Required tasks –
**1)** List every international body that the post on Obama and Putin names.
**2)** Transcribe the post on Obama and Putin word for word, everything from "That, from The" down to "September 11, 2013.".
**3)** Pick up the post on Obama and Putin from its last sentence and keep writing it.

Document text –
------------------------------

Monday, March 10, 2014

Obama and Putin.

This:

"Mr. Putin acted out of what the officials described as a deep sense of betrayal and grievance, especially toward the United States and Europe."

That, from The New York Times this past Saturday, was disconcerting. Why Putin feels betrayed was not explained in the article. It's not just the U.S., Europe too, and it was Putin-U.S., not Putin-Obama, so this may not be on the right track, but it was what I thought to do. The two men do not have a good relationship so I thought to look at some of their public statements, and reports about their relationship, to see why. I know myself and so inevitably I am going to make judgments on who is right and who is wrong but I know myself well enough to know that being judgmental is a fault of mine for it really doesn't matter who is at fault, does it?...Well, maybe it does, a little.These are in reverse chronological order:

New York Times op-ed by Putin, September 11, 2013.

"Recent events surrounding Syria have prompted me to speak directly to the American people and their political leaders. It is important to do so at a time of insufficient communication between our societies."
...
"Relations between us have passed through different stages. We stood against each other during the cold war. But we were also allies once, and defeated the Nazis together. The universal international organization — the United Nations — was then established to prevent such devastation from ever happening again."
...

"No one wants the United Nations to suffer the fate of the League of Nations, which collapsed because it lacked real leverage. This is possible if influential countries bypass the United Nations and take military action without Security Council authorization.

------------------------------

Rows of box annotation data
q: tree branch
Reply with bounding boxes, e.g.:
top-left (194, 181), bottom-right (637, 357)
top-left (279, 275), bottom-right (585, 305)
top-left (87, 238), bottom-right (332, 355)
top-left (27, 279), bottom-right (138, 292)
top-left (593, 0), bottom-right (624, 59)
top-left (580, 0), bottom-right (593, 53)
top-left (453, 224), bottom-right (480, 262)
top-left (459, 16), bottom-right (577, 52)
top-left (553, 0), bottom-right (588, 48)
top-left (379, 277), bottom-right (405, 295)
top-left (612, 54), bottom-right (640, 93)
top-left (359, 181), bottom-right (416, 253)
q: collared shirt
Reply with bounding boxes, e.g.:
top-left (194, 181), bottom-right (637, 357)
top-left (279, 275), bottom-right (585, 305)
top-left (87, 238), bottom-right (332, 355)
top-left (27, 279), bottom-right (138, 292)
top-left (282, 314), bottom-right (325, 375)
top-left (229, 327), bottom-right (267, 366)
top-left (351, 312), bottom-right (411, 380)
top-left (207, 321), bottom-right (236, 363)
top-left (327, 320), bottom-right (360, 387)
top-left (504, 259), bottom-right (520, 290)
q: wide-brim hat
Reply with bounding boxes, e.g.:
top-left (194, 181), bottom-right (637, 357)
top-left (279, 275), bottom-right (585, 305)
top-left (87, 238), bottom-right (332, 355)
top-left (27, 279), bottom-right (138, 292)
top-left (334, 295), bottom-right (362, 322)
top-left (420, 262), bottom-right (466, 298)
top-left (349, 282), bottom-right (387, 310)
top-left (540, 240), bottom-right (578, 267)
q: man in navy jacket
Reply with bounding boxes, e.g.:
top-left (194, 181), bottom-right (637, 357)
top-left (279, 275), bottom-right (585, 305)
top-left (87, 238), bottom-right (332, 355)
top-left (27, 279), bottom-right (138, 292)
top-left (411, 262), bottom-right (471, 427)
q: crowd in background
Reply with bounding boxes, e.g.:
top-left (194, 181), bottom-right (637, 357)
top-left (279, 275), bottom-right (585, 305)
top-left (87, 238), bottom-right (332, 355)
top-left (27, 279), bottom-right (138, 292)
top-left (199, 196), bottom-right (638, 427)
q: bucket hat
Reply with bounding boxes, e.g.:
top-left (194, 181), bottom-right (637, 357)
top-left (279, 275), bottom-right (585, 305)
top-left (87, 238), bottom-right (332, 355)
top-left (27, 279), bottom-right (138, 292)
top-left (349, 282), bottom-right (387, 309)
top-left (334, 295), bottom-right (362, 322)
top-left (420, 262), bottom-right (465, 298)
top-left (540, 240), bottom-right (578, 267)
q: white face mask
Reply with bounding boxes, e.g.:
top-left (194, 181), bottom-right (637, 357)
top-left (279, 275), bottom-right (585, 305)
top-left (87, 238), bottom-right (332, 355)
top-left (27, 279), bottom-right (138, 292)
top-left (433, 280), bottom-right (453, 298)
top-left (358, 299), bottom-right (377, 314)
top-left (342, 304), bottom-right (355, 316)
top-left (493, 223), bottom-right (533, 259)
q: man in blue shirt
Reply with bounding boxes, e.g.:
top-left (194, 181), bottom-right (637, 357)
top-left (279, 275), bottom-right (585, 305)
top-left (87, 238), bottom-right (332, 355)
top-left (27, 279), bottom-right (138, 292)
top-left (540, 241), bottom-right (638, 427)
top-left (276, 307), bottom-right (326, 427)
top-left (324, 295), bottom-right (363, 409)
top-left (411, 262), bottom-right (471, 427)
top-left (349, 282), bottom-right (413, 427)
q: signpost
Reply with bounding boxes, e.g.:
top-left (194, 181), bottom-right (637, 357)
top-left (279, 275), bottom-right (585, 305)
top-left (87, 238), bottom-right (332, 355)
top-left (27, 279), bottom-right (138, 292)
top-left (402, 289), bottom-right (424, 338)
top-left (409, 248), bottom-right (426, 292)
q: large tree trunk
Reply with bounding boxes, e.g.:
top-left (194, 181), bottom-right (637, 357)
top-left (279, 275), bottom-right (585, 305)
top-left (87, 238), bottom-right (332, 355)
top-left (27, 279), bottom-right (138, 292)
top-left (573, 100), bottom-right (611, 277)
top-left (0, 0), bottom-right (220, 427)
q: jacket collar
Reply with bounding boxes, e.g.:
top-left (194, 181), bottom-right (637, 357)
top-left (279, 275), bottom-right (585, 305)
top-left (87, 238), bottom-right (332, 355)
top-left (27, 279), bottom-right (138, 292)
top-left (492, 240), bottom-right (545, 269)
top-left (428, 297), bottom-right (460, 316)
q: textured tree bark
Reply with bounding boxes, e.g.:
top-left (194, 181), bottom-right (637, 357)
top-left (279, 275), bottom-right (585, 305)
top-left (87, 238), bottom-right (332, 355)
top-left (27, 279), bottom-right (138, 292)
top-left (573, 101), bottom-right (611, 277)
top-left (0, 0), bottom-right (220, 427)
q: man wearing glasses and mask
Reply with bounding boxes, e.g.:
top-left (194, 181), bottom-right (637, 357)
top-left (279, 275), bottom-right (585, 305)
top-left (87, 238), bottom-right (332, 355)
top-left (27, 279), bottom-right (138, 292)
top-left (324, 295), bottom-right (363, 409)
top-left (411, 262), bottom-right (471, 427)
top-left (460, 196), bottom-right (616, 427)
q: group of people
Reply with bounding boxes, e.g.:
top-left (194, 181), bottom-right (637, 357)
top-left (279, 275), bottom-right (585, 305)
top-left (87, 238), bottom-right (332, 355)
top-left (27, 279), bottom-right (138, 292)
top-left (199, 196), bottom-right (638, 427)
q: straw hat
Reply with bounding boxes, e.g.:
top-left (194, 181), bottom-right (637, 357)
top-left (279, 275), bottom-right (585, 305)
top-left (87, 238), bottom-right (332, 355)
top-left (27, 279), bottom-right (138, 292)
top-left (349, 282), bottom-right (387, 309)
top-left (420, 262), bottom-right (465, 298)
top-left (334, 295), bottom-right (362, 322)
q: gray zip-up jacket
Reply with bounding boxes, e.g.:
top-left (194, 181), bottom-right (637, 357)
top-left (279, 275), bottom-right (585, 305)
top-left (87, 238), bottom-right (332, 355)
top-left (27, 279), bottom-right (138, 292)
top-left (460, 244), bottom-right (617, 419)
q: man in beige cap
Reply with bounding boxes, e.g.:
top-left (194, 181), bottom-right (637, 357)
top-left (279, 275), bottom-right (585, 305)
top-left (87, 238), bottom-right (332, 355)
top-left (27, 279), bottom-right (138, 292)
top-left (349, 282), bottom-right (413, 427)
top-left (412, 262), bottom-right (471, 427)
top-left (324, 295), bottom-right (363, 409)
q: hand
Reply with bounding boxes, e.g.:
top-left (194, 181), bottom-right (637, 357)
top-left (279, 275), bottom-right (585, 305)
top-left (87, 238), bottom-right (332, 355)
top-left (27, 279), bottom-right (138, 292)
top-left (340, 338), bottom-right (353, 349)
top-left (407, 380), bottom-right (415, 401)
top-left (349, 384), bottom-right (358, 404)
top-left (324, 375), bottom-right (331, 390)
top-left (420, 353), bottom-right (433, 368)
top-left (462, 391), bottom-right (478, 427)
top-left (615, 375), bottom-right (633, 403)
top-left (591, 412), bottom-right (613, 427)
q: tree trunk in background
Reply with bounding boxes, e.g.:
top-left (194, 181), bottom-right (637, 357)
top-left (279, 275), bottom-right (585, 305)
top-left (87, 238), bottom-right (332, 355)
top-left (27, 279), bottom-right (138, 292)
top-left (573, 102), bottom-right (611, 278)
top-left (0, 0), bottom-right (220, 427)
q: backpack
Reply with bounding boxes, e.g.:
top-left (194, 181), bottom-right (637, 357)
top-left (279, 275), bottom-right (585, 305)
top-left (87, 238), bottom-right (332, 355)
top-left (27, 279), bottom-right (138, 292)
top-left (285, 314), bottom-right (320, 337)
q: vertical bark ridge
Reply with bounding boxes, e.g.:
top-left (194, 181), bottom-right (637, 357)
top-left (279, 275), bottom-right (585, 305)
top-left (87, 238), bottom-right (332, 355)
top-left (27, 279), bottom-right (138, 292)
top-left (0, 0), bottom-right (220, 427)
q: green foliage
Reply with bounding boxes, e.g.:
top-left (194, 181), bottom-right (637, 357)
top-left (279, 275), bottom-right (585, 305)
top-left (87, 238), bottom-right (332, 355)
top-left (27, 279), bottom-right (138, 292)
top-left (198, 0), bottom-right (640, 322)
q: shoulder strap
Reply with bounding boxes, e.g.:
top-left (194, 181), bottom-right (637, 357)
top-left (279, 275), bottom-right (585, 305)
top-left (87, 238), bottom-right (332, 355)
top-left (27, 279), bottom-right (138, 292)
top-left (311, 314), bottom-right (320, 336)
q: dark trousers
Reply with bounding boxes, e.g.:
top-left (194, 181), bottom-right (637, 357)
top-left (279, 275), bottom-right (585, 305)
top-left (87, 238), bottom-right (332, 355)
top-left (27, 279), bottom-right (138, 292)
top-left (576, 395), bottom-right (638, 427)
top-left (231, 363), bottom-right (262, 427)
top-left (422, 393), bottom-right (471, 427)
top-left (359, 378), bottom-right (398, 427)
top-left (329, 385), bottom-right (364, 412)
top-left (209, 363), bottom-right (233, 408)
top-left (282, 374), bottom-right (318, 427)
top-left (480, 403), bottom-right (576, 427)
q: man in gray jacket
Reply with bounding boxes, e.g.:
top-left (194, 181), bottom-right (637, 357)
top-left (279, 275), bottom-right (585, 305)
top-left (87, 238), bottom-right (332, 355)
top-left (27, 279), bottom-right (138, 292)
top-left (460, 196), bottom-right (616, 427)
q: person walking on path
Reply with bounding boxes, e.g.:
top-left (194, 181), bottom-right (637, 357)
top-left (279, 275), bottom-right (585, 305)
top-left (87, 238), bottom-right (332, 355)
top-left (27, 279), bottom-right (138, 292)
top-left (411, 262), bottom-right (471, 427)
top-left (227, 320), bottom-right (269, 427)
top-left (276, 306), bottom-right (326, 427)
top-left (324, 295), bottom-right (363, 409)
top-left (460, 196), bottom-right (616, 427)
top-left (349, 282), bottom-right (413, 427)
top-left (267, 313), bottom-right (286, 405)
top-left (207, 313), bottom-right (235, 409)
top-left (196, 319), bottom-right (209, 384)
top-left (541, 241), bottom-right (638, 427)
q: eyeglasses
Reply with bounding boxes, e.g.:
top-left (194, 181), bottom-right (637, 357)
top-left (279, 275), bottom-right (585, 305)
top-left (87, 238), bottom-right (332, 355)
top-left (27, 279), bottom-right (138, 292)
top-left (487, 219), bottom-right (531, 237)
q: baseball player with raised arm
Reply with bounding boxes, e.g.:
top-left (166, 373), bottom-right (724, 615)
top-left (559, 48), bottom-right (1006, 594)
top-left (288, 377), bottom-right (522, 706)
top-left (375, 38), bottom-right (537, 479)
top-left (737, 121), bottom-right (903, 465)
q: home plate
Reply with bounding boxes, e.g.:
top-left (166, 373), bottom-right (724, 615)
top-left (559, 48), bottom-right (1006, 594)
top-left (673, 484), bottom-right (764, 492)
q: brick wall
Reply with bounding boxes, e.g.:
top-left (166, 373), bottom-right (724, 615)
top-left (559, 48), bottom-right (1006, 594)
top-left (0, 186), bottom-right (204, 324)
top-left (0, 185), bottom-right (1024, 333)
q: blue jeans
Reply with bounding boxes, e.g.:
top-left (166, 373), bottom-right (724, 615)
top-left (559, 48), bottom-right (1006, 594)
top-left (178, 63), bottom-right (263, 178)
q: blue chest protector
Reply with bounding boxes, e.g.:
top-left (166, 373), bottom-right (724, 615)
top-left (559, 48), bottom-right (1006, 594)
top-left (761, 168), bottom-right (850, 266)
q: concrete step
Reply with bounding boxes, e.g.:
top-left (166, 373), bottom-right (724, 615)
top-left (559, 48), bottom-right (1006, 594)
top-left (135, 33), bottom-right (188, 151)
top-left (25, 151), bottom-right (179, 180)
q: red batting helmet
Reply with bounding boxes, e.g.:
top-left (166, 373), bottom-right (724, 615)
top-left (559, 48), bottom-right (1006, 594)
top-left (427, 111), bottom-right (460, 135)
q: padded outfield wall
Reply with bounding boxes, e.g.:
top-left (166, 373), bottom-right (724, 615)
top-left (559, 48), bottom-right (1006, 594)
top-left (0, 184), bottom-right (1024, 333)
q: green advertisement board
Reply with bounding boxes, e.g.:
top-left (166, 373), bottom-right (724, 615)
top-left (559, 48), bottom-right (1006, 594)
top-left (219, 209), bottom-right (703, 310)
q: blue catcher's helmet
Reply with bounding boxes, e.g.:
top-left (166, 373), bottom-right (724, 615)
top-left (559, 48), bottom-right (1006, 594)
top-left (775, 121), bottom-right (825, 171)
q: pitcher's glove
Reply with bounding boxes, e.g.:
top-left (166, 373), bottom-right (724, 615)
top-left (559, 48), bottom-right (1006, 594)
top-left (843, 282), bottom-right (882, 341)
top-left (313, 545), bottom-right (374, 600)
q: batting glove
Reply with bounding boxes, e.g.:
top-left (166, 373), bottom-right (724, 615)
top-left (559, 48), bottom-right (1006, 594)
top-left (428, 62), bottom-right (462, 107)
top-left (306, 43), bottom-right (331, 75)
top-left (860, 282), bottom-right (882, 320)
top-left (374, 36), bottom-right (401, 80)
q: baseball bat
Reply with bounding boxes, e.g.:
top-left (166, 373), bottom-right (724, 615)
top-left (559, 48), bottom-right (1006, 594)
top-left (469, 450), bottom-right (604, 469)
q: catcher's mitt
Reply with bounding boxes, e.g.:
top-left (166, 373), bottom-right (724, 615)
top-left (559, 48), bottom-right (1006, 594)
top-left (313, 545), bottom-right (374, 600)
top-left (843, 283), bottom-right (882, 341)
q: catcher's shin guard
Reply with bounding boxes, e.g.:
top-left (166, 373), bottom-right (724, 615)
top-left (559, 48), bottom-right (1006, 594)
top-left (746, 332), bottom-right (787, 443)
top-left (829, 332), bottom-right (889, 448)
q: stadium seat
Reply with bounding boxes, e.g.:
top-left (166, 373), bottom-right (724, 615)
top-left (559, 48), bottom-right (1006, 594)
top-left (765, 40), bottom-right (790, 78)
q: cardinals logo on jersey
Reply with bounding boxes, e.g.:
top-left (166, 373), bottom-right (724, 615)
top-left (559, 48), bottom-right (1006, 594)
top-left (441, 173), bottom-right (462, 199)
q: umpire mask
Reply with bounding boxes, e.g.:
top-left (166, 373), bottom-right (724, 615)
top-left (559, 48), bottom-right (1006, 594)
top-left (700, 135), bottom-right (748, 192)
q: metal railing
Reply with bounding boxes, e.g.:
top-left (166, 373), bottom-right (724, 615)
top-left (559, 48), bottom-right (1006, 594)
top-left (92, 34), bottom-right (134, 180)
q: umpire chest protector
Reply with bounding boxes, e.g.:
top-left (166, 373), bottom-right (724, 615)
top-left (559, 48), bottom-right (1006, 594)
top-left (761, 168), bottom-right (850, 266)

------------------------------

Written responses –
**1)**
the United Nations
the League of Nations
the Security Council

**2)**
That, from The New York Times this past Saturday, was disconcerting. Why Putin feels betrayed was not explained in the article. It's not just the U.S., Europe too, and it was Putin-U.S., not Putin-Obama, so this may not be on the right track, but it was what I thought to do. The two men do not have a good relationship so I thought to look at some of their public statements, and reports about their relationship, to see why. I know myself and so inevitably I am going to make judgments on who is right and who is wrong but I know myself well enough to know that being judgmental is a fault of mine for it really doesn't matter who is at fault, does it?...Well, maybe it does, a little.These are in reverse chronological order:

New York Times op-ed by Putin, September 11, 2013.

**3)**
The potential strike by the United States against Syria, despite strong opposition from many countries and major political and religious leaders, including the pope, will result in more innocent victims and escalation, potentially spreading the conflict far beyond Syria’s borders. A strike would increase violence and unleash a new wave of terrorism. It could undermine multilateral efforts to resolve the Iranian nuclear problem and the Israeli-Palestinian conflict and further destabilize the Middle East and North Africa. It could throw the entire system of international law and order out of balance.

Syria is not witnessing a battle for democracy, but an armed conflict between government and opposition in a multireligious country."
...
"From the outset, Russia has advocated peaceful dialogue enabling Syrians to develop a compromise plan for their own future. We are not protecting the Syrian government, but international law. We need to use the United Nations Security Council and believe that preserving law and order in today’s complex and turbulent world is one of the few ways to keep international relations from sliding into chaos. The law is still the law, and we must follow it whether we like it or not. Under current international law, force is permitted only in self-defense or by the decision of the Security Council. Anything else is unacceptable under the United Nations Charter and would constitute an act of aggression."
...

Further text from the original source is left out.